§ Given task
Could you arrange every line of the records below as a JSON list of strings, one string per line, with blank lines skipped and the pictures left out?

§ Material supplied
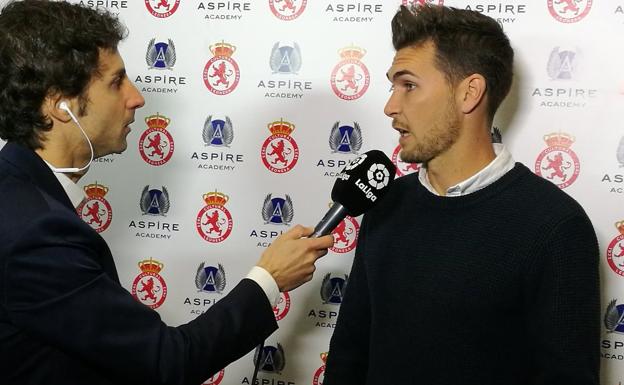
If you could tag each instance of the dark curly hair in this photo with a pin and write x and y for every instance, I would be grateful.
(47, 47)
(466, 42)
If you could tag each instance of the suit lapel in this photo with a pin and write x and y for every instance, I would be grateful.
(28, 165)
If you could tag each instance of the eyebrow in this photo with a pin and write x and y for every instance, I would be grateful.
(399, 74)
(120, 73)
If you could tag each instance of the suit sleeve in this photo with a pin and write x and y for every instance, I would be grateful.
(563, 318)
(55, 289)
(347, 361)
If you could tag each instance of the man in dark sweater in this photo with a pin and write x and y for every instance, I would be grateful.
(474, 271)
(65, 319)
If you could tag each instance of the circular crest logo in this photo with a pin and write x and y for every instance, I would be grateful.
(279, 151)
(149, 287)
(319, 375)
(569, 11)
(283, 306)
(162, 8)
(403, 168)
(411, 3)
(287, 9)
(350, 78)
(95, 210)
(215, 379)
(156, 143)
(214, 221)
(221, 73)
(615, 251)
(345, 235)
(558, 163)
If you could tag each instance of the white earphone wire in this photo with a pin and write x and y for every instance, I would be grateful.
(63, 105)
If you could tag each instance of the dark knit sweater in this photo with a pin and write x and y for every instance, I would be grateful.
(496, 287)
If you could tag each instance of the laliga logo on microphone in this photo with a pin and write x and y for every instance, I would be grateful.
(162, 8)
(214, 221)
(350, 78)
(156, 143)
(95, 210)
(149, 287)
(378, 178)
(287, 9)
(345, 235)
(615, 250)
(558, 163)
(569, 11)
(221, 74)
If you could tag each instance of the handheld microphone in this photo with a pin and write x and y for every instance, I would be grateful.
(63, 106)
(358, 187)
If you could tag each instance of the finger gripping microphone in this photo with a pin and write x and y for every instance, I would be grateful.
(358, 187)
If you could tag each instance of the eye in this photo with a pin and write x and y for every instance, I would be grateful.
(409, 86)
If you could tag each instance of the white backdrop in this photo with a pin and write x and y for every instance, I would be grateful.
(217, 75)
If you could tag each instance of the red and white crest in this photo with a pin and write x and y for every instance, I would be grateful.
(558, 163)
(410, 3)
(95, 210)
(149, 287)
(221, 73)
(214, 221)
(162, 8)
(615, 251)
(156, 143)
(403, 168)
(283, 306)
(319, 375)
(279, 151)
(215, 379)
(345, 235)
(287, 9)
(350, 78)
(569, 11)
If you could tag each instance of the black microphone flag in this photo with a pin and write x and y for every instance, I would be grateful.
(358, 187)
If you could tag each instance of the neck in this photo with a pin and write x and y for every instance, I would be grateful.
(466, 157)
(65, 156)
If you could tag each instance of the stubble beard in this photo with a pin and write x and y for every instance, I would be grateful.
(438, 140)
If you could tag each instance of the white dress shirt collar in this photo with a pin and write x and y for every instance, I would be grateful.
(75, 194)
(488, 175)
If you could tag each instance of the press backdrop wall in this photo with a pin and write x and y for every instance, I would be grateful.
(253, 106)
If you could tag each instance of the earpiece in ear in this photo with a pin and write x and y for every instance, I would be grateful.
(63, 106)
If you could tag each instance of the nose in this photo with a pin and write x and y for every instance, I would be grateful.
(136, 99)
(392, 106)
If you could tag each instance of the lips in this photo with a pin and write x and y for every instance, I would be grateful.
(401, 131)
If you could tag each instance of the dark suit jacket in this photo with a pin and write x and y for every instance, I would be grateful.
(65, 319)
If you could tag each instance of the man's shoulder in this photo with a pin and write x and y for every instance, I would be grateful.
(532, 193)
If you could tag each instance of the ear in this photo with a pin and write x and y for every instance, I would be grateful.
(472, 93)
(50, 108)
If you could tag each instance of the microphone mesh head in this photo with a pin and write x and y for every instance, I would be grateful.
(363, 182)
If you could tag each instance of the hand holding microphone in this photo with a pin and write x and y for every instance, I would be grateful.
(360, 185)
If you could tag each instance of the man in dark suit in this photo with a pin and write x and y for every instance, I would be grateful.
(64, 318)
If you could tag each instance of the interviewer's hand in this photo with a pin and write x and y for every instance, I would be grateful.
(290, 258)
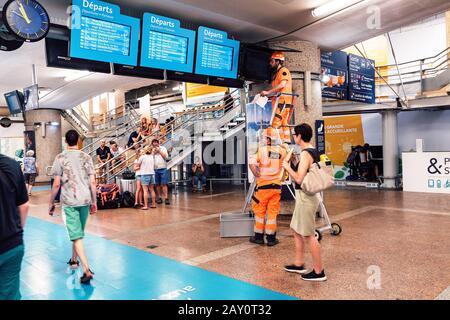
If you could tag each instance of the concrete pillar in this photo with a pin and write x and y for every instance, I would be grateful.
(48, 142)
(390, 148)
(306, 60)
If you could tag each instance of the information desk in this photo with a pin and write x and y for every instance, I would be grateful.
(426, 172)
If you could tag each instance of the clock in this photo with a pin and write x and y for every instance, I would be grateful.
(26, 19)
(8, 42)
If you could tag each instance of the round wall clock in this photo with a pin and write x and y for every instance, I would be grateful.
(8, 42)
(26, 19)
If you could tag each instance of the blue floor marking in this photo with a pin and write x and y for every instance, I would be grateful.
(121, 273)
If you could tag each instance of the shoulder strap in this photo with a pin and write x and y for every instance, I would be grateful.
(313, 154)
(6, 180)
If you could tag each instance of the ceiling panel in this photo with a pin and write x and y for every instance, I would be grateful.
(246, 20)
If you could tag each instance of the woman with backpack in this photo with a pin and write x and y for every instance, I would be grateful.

§ Final answer
[
  "If you could tag each instance of the dark curly hair in this photo with a pin and write x and y for every instance, I would be grateful.",
  "(47, 47)",
  "(466, 42)",
  "If you could tag each instance of the suit lapel in this photo with a pin and write x and y for every instance, I would be grateful.",
  "(28, 165)",
  "If you could tag each instance of the eyebrow in this photo with a pin and write x and y for every instance, I would be grateful.",
  "(399, 74)",
  "(120, 73)",
  "If you could tag each instance of the suit sleeve in this photo with a pin and write x and y for every instance, I would be grateful.",
  "(563, 318)",
  "(55, 289)",
  "(347, 361)",
  "If you could tag each instance of the man in dark sweater in this photo with a pin and write x and y for every instance, I would be grateful.",
  "(474, 271)",
  "(65, 319)",
  "If you could tag each instance of the circular crest logo in this photo with a pin and write x and y for every instance, I would be grateful.",
  "(279, 151)",
  "(149, 287)",
  "(319, 375)",
  "(569, 11)",
  "(283, 306)",
  "(162, 8)",
  "(403, 168)",
  "(411, 3)",
  "(287, 9)",
  "(350, 78)",
  "(95, 210)",
  "(215, 379)",
  "(156, 143)",
  "(214, 221)",
  "(221, 73)",
  "(615, 251)",
  "(345, 235)",
  "(558, 163)",
  "If you could tag each instance of the white earphone wire in this photo with a pin and write x and y for every instance, I would be grateful.",
  "(63, 105)",
  "If you could tag each instance of the dark knit sweater in this photo with a pin and write x and y for every instance, I would be grateful.",
  "(496, 287)",
  "If you could tag each instance of the laliga logo on microphone in this photo with a pin and write x and y for every instance, I would be grateful.",
  "(162, 8)",
  "(214, 221)",
  "(350, 78)",
  "(156, 143)",
  "(95, 210)",
  "(149, 287)",
  "(378, 178)",
  "(287, 9)",
  "(345, 235)",
  "(615, 250)",
  "(558, 163)",
  "(569, 11)",
  "(221, 74)",
  "If you could tag each instance of the handheld microphone in this photo with a pin and write x and y for every instance, I would be grateful.",
  "(63, 106)",
  "(358, 187)",
  "If you could tag each instance of the finger gripping microphone in this photo with a pin and write x and y for every instance, I would be grateful.",
  "(358, 187)",
  "If you could tag each instance of the eye in this photo with a pin and write x and y for every instance, I would be grateful.",
  "(409, 86)",
  "If you could tag each instance of the white backdrop in this photo with a pin and write x and y for every instance, I would be grateful.",
  "(217, 75)",
  "If you could tag each instance of the red and white crest in this photo with a pin and write x and y for every instance, I would be grateful.",
  "(558, 163)",
  "(410, 3)",
  "(95, 210)",
  "(149, 287)",
  "(221, 73)",
  "(214, 221)",
  "(162, 8)",
  "(615, 251)",
  "(156, 143)",
  "(403, 168)",
  "(283, 306)",
  "(319, 375)",
  "(279, 151)",
  "(215, 379)",
  "(345, 235)",
  "(287, 9)",
  "(350, 78)",
  "(569, 11)",
  "If you could tag each instance of the black microphone flag in this photo with a pin and write x and y for every instance, I would be grateful.",
  "(358, 187)",
  "If you could tag each instance of the neck in this photo with a pin and write x and y for every instance, I would be grateful.",
  "(466, 157)",
  "(65, 156)",
  "If you could tag each instance of the stubble beard in this photo with a pin and write x and y for every instance, I would be grateful.",
  "(438, 140)",
  "If you could tag each instance of the white dress shirt collar in this photo with a pin and write x and y for every instance, I would be grateful.",
  "(75, 194)",
  "(488, 175)",
  "If you could tag each instance of the press backdrop wall in this photo with a pin and write x and y for every instance, I would be grateful.",
  "(253, 106)",
  "If you could tag each instance of the earpiece in ear in this photo with a pin and write x and y for every instance, I would be grateful.",
  "(63, 106)",
  "If you could tag each instance of the nose in this photo with a pin and write x and y for every instance, I would be grateful.",
  "(136, 99)",
  "(392, 106)",
  "If you could tag each instance of the lips in this photo with a pin and write x and y for every instance, I would be grateful.",
  "(401, 131)",
  "If you could tag each instance of the dark suit jacket in this photo with a pin and write x and y for every instance, I would be grateful.",
  "(65, 319)",
  "If you could tag each instance of the man's shoulder in this photo with a pin and write x and y for every instance, I would be grateful.",
  "(532, 193)",
  "If you could tag each instance of the ear in this photo with a pin and write x and y for every instance, I would be grateful.",
  "(472, 93)",
  "(50, 108)",
  "If you could tag each instance of the microphone mesh head in this photo with a pin and write x and y for every instance, I would be grateful.",
  "(363, 182)",
  "If you could tag each instance of the hand holding microphone in this photo with a pin and write x and y for every instance, I would be grateful.",
  "(360, 185)",
  "If you could tag each instance of the man in dark suit in this photo with a pin and write x and y for every instance, I would be grateful.",
  "(64, 318)",
  "If you could tag each instance of the interviewer's hand in this photo with a pin and write x and y for every instance, I would be grateful.",
  "(290, 258)",
  "If you could tag each instance of the concrete pillar in this photo with a pin and write x and y for every instance, I would be grateful.",
  "(48, 142)",
  "(390, 148)",
  "(306, 60)",
  "If you could tag each instance of the information desk in this photo with a pin and write x and y for every instance, I would be grateful.",
  "(426, 172)",
  "If you could tag each instance of the clock in this photo with a pin and write x and y for every instance, I would be grateful.",
  "(26, 19)",
  "(8, 42)",
  "If you could tag each instance of the round wall clock in this photo with a pin and write x and y for every instance, I would be grateful.",
  "(8, 42)",
  "(26, 19)",
  "If you could tag each instance of the blue floor marking in this photo with a pin and write x and y for every instance, I would be grateful.",
  "(121, 273)",
  "If you could tag each instance of the shoulder strap in this photo with a pin and write x and y for every instance, I would be grateful.",
  "(313, 154)",
  "(6, 180)",
  "If you could tag each instance of the ceiling panel in this photo with a pin and write x and y for every instance, I would be grateful.",
  "(246, 20)",
  "If you could tag each instance of the woman with backpack in this photo with a pin and write x and y for every instance, I would be grateful."
]